═════ PASSAGE PROVIDED

Drawing From A Given Distribution

FIZ353 - Numerical Analysis | 04/12/2020

Emre S. Tasci emre.tasci@hacettepe.edu.tr

Discrete Distributions

A fair, 6-sided dice has equal probabilities for each of the outcomes between 1-6 and this can be represented in a graph such as:

In [1]:
import numpy as np
import matplotlib.pyplot as plt

fair_pdf = np.ones(6) * 1./6

plt.bar(np.arange(1,7),fair_pdf)
plt.yticks([0,1/12,1/6],["0","1/12","1/6"])
plt.title("PDF of a fair 6-sided dice")
plt.show()

These kind of probability distribution functions (PDFs) where every possible outcome has equal probability are called as Uniform Distributions.

Now consider that we have a "loaded dice" such that its PDF is given by:

In [2]:
loaded_pdf = np.array([1/8, 0, 2/8, 1/8, 3/8, 1/8])

plt.bar(np.arange(1,7),loaded_pdf)
plt.yticks([0,1/8,1/4,3/8],["0","1/8","1/4","3/8"])
plt.title("PDF of a loaded 6-sided dice")
plt.show()

and we are using it to draw our data.

We will assume that we only have a randomizer function that uses uniform distribution.

numpy.random.rand()

numpy's random.rand() is such a function that generates a random number uniformly (where each number has an equal probability) between 0 and 1 [0,1), i.e., 0 inclusive, 1 exclusive.

In [3]:
import numpy as np

# Fixing the seed so that the results are repeatable
np.random.seed(353)
In [4]:
# Returns a single random number between 0 and 1 [0,1)
r = np.random.rand() 
print("r:",r,"\n")
r: 0.4361800250899014 

In [5]:
# Returns a (2x3) matrix filled with random numbers [0,1)
m = np.random.rand(2,3)
print("m:\n",m,"\n")
m:
 [[0.26300446 0.81565745 0.6808622 ]
 [0.74138771 0.30520115 0.08876155]] 

In [6]:
# To pick a number between a and b, 
#all we need to do is multiply the rand by (b-a) and add a, e.g.,
random_number_between_7_and_11 = np.random.rand() * (11-7) + 7
print("r_(7-11): ",random_number_between_7_and_11,"\n")
r_(7-11):  10.00272480217471 

In [7]:
# To pick a random integer from [a,b):
random_integer_between_7_and_11 = np.floor(np.random.rand() * (11-7) + 7)
print("int_(7-11): ",random_integer_between_7_and_11,"\n")

══════════
═════ SUPPLIED MATERIAL

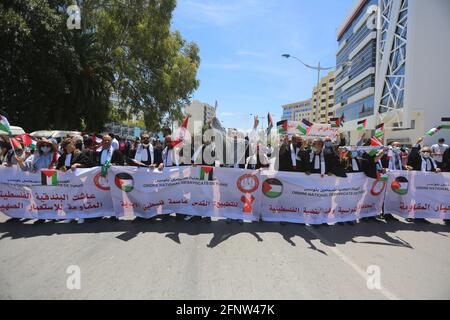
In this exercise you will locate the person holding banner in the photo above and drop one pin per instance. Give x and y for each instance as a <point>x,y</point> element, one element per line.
<point>72,157</point>
<point>292,156</point>
<point>423,161</point>
<point>350,162</point>
<point>106,154</point>
<point>393,160</point>
<point>45,157</point>
<point>324,160</point>
<point>144,154</point>
<point>446,161</point>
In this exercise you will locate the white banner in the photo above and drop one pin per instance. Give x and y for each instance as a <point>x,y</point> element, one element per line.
<point>313,199</point>
<point>415,194</point>
<point>200,191</point>
<point>316,131</point>
<point>51,194</point>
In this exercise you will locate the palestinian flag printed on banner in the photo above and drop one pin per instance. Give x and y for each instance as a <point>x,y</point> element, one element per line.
<point>27,141</point>
<point>207,173</point>
<point>433,131</point>
<point>335,122</point>
<point>362,125</point>
<point>15,144</point>
<point>4,125</point>
<point>124,182</point>
<point>379,131</point>
<point>305,126</point>
<point>269,123</point>
<point>374,142</point>
<point>400,186</point>
<point>49,177</point>
<point>272,188</point>
<point>282,126</point>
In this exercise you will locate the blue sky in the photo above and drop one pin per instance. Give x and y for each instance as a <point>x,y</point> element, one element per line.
<point>241,43</point>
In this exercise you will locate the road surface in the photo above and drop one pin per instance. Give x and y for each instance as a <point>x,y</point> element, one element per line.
<point>199,260</point>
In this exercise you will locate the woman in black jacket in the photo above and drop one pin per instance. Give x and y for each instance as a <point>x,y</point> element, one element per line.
<point>72,157</point>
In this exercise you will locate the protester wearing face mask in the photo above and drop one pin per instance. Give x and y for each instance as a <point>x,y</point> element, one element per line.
<point>292,156</point>
<point>438,151</point>
<point>169,155</point>
<point>393,160</point>
<point>324,161</point>
<point>144,154</point>
<point>423,161</point>
<point>46,157</point>
<point>107,154</point>
<point>72,157</point>
<point>350,162</point>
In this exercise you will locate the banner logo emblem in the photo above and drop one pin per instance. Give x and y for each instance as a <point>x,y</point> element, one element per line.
<point>49,177</point>
<point>101,182</point>
<point>248,183</point>
<point>124,182</point>
<point>207,173</point>
<point>272,188</point>
<point>400,186</point>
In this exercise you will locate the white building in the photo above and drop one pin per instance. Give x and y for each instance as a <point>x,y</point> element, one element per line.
<point>412,70</point>
<point>201,114</point>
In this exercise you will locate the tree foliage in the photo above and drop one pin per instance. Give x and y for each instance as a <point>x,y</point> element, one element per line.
<point>59,78</point>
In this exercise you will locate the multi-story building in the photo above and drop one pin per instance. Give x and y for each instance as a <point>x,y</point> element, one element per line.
<point>399,68</point>
<point>356,61</point>
<point>322,101</point>
<point>297,111</point>
<point>201,114</point>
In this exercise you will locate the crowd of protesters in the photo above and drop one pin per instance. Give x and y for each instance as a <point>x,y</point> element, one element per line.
<point>291,154</point>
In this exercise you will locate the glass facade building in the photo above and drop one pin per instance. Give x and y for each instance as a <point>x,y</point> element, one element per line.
<point>356,60</point>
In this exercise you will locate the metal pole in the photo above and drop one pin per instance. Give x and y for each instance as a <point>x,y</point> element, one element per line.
<point>317,96</point>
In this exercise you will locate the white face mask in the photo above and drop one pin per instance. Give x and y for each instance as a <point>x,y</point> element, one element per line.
<point>45,149</point>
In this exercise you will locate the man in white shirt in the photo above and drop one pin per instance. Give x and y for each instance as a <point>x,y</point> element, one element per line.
<point>114,142</point>
<point>438,151</point>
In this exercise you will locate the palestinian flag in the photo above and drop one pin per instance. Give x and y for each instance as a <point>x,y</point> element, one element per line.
<point>362,125</point>
<point>400,186</point>
<point>4,125</point>
<point>181,133</point>
<point>272,188</point>
<point>16,145</point>
<point>282,126</point>
<point>374,142</point>
<point>305,126</point>
<point>206,173</point>
<point>124,182</point>
<point>373,152</point>
<point>342,120</point>
<point>49,177</point>
<point>433,131</point>
<point>379,131</point>
<point>270,123</point>
<point>335,122</point>
<point>27,141</point>
<point>382,177</point>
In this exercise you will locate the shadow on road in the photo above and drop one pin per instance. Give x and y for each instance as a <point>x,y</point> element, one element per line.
<point>221,231</point>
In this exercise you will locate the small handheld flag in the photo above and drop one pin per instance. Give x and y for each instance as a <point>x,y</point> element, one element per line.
<point>335,122</point>
<point>282,126</point>
<point>379,131</point>
<point>305,126</point>
<point>433,131</point>
<point>4,125</point>
<point>361,125</point>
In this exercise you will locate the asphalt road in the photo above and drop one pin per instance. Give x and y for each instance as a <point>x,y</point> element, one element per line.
<point>197,260</point>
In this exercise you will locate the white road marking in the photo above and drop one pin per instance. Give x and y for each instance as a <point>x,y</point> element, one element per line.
<point>384,291</point>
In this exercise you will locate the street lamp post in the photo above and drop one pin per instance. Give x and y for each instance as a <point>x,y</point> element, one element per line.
<point>319,68</point>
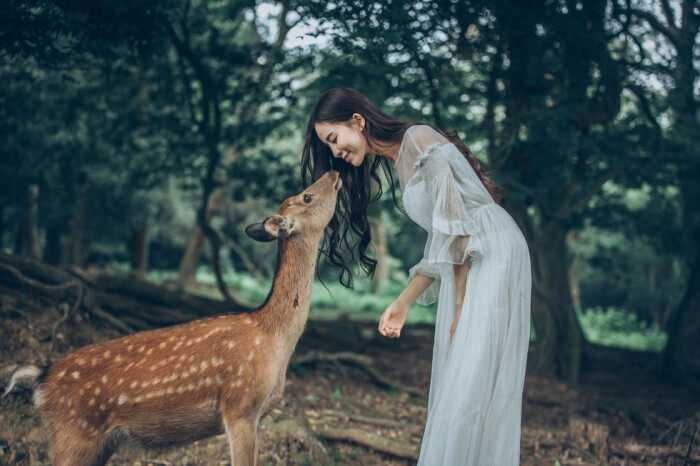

══════════

- GIVEN EXERCISE 1
In the records, echo the lines starting with the line that contains "In this exercise you will locate the white road" and going on through the line that contains "<point>384,291</point>".
- GIVEN EXERCISE 2
Carry on the tutorial about drawing from a given distribution, picking up right after its final line.
The tutorial text and the records have no connection to each other.

- TASK OUTPUT 1
In this exercise you will locate the white road marking in the photo above and drop one pin per instance. Give x and y for each instance as a <point>x,y</point> element, one element per line.
<point>384,291</point>

- TASK OUTPUT 2
int_(7-11):  7.0 

In [8]:
# ... or we can use the built-in numpy.random.randint(min,max,size):
print(np.random.randint(7,11,[2, 3]))
[[9 9 7]
 [7 9 9]]

Drawing directly from a list

In our first approach we will put the possible outcomes of our loaded dice into a box, such that the occurence of each of the possible outcomes will reflect the given PDF, e.g., out of a total 8 entries, 1 of them will be 1, no 2, 2 of them will be 3, etc..

In [9]:
loaded_pdf = np.array([1/8, 0, 2/8, 1/8, 3/8, 1/8])

plt.bar(np.arange(1,7),loaded_pdf)
plt.yticks([0,1/8,1/4,3/8],["0","1/8","1/4","3/8"])
plt.title("PDF of a loaded 6-sided dice")
plt.show()
In [10]:
box_contents = np.array([1,3,3,4,5,5,5,6])

So we will pick one from the box, record it and will then put it back. Let's do this operation 10 times:

In [11]:
drawn_numbers = np.array([])
for i in range(1,11):
    # We have 8 elements in our box, so randomly pick one
    r = np.random.randint(0,8) # r is an integer from [0,7]
    rth_element = box_contents[r]
    drawn_numbers = np.append(drawn_numbers,rth_element)
print(drawn_numbers)
[5. 5. 1. 3. 4. 6. 3. 3. 3. 1.]
In [12]:
drawn_numbers
Out[12]:
array([5., 5., 1., 3., 4., 6., 3., 3., 3., 1.])
In [13]:
f = drawn_numbers==5
sum(f)
Out[13]:
2
In [14]:
# Let's calculate the frequencies of occurences:
freqs = np.zeros(7)
for i in range(1,7):
    freqs[i] = np.sum(drawn_numbers == i)
    print ("Number of occurences of %d: %d"%(i,freqs[i]))
Number of occurences of 1: 2
Number of occurences of 2: 0
Number of occurences of 3: 4
Number of occurences of 4: 1
Number of occurences of 5: 2
Number of occurences of 6: 1
In [15]:
# From here on, calculating the occurence probabilities are straightforward:
probs = freqs / 10.
probs = probs[1:7] # Taking out the dummy 0th entry
print(probs)

# We will use the original probability dist for comparison
probs_real = np.array([0, 1/8, 0, 2/8, 1/8, 3/8, 1/8])

plt.bar(range(1,7),probs)
plt.bar(range(1,7),probs_real[1:7],color="none",edgecolor="red")
plt.show()
[0.2 0.  0.4 0.1 0.2 0.1]

Not quite what we started from in the first place.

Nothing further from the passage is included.